■ **Aim of the exercise**
Copy the part of the listing below that opens with the line containing "Kindly give the mask of every instance of the window." and closes with the line containing "233L419 183L380 183L375", with both of those lines included.

■ **Information supplied**
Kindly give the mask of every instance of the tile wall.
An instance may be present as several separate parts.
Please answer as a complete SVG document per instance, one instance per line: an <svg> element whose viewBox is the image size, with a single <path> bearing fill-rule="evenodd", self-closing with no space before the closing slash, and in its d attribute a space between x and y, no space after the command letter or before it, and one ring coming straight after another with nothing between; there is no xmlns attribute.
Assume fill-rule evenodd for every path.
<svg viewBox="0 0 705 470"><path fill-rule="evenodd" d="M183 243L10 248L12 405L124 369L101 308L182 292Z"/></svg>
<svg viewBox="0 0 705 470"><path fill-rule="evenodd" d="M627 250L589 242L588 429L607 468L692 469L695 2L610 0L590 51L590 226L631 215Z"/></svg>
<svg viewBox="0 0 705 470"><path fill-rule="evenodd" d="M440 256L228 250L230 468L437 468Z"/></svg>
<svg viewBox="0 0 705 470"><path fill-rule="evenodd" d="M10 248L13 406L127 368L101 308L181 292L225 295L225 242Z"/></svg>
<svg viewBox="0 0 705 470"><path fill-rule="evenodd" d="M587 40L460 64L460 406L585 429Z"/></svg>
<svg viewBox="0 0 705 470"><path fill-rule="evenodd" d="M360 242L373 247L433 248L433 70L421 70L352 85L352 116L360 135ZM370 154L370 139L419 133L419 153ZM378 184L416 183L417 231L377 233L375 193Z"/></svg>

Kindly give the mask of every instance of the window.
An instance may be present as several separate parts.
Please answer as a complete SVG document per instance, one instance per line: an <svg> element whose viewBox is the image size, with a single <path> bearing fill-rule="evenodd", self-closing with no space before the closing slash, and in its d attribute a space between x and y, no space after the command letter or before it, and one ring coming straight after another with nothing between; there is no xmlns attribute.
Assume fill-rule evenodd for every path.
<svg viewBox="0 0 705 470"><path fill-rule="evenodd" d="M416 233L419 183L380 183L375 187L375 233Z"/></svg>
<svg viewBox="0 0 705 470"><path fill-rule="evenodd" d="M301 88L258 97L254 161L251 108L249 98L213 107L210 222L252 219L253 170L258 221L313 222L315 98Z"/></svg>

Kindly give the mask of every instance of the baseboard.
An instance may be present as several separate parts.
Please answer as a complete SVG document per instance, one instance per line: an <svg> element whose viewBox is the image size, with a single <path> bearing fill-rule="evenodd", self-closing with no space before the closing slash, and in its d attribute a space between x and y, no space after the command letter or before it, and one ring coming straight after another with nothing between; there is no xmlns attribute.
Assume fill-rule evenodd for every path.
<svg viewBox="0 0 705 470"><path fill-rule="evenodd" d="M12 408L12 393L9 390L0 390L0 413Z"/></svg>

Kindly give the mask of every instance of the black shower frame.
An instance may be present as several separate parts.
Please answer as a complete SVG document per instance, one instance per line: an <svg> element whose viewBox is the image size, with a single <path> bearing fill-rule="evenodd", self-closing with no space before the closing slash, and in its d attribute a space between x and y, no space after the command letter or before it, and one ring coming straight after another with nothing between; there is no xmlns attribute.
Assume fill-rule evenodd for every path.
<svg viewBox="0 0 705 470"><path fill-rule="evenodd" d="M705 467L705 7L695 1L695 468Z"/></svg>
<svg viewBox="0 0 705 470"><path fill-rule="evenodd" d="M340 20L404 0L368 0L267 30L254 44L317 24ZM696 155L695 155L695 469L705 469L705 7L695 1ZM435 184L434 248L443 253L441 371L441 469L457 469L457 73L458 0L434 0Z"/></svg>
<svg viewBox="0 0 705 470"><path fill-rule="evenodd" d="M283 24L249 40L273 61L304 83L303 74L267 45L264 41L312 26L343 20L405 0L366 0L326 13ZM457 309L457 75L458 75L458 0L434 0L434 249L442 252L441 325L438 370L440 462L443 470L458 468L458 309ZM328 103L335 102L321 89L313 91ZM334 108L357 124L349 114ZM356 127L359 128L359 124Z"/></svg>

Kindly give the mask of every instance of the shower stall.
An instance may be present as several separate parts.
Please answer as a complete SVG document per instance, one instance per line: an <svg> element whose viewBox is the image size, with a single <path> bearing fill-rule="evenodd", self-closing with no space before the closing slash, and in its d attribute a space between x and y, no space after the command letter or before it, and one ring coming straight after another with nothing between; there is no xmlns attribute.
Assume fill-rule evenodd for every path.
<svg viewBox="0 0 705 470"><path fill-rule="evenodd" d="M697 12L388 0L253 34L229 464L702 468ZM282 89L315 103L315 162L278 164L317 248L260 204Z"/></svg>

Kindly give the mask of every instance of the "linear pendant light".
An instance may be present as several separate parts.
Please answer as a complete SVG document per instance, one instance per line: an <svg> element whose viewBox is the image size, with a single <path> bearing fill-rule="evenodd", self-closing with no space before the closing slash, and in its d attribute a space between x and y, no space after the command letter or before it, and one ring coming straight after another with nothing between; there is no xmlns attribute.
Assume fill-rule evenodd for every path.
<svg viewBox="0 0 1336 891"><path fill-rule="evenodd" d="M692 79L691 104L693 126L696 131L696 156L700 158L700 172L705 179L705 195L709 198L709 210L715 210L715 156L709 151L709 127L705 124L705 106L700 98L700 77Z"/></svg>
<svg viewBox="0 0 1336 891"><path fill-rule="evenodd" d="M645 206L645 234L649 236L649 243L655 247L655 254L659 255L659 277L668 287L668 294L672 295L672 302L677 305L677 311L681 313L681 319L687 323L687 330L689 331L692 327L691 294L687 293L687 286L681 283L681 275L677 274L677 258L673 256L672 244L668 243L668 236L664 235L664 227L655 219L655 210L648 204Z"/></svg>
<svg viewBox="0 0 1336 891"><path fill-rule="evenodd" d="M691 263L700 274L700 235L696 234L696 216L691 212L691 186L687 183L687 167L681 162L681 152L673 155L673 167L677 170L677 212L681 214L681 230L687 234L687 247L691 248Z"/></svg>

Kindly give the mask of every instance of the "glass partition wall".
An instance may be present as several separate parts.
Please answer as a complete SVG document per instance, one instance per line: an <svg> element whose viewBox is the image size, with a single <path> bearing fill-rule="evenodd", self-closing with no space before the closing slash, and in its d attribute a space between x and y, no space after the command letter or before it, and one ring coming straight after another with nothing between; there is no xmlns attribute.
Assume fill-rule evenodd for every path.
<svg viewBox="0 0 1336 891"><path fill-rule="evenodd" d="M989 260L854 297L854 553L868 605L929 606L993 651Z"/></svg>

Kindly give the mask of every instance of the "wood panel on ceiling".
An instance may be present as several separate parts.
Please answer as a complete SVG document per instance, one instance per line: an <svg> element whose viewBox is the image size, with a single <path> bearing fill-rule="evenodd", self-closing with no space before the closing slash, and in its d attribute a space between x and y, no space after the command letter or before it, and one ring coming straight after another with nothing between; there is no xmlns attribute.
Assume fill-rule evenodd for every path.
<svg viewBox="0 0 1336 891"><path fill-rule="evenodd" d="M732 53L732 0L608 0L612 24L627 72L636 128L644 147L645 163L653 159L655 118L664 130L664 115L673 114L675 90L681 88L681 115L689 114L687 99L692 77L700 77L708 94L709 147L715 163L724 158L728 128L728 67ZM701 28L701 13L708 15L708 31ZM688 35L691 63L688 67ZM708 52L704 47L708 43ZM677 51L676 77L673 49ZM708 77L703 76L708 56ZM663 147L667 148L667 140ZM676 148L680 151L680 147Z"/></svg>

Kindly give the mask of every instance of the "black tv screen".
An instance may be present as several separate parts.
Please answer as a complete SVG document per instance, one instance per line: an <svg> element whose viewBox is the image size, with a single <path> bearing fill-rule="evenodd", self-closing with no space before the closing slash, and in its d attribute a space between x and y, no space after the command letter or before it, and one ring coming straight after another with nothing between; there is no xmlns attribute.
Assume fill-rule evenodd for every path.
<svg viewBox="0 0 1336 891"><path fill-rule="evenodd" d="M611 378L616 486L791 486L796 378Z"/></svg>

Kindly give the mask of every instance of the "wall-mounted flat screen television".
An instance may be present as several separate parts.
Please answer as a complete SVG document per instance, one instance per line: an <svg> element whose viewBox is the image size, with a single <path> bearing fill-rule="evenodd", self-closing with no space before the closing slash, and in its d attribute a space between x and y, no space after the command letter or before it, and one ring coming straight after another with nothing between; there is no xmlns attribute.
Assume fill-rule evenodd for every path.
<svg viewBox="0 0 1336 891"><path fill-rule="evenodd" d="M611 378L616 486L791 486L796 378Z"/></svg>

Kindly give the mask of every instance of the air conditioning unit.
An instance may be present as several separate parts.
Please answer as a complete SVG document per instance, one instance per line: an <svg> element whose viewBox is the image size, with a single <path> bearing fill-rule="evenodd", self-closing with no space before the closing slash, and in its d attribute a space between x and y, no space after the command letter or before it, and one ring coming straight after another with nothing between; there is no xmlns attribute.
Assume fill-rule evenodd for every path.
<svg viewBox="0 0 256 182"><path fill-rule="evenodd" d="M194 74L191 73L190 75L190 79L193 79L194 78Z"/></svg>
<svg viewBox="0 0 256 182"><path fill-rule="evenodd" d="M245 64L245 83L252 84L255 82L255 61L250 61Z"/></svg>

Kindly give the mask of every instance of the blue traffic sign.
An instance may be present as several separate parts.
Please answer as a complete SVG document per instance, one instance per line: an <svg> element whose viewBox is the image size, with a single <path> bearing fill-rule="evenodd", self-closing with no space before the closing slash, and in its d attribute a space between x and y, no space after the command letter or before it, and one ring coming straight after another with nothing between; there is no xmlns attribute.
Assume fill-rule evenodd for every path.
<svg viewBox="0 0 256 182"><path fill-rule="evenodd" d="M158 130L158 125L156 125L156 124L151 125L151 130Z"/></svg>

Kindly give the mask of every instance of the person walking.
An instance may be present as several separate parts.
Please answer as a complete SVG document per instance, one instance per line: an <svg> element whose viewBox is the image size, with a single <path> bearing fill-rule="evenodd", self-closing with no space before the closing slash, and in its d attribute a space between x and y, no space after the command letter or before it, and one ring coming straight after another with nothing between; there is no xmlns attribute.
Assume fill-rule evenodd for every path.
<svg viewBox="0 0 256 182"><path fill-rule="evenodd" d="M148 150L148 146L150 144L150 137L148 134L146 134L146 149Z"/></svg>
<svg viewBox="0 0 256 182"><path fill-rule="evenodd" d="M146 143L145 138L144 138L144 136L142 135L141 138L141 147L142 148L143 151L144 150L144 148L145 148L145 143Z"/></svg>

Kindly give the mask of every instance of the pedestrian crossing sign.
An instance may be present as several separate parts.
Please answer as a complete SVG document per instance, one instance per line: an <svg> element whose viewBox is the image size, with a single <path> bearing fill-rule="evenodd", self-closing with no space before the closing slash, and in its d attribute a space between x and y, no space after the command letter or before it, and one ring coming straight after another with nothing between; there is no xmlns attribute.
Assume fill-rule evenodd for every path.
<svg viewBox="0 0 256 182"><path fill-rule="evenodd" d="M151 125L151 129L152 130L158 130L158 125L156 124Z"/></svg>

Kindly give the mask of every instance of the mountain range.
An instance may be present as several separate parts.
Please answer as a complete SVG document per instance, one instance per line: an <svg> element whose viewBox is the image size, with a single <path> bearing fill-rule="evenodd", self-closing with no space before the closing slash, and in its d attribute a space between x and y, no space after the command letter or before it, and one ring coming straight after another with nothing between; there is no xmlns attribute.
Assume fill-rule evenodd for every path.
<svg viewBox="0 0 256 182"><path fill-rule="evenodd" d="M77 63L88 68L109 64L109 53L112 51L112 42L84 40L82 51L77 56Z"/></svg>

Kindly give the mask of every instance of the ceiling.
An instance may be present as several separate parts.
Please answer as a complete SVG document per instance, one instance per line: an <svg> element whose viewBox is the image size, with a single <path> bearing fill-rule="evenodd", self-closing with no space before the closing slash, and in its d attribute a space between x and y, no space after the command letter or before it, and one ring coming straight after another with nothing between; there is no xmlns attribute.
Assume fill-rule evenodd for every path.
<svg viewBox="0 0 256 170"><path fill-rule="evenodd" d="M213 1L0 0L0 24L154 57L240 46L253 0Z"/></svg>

■ **Output for this task**
Kindly give the mask of every instance of the window.
An instance may be present as several separate parts.
Please answer as a complete SVG document per instance, one instance per line: an <svg> element whose viewBox is the image size, with a single <path> bearing fill-rule="evenodd", self-closing with no space before the closing slash, and in its d attribute a space between x and y, no space after the command letter or before it, and one ring coming straight after another with nothing between; there is no xmlns attribute.
Assume fill-rule evenodd for every path.
<svg viewBox="0 0 705 470"><path fill-rule="evenodd" d="M416 233L419 183L380 183L375 187L375 233Z"/></svg>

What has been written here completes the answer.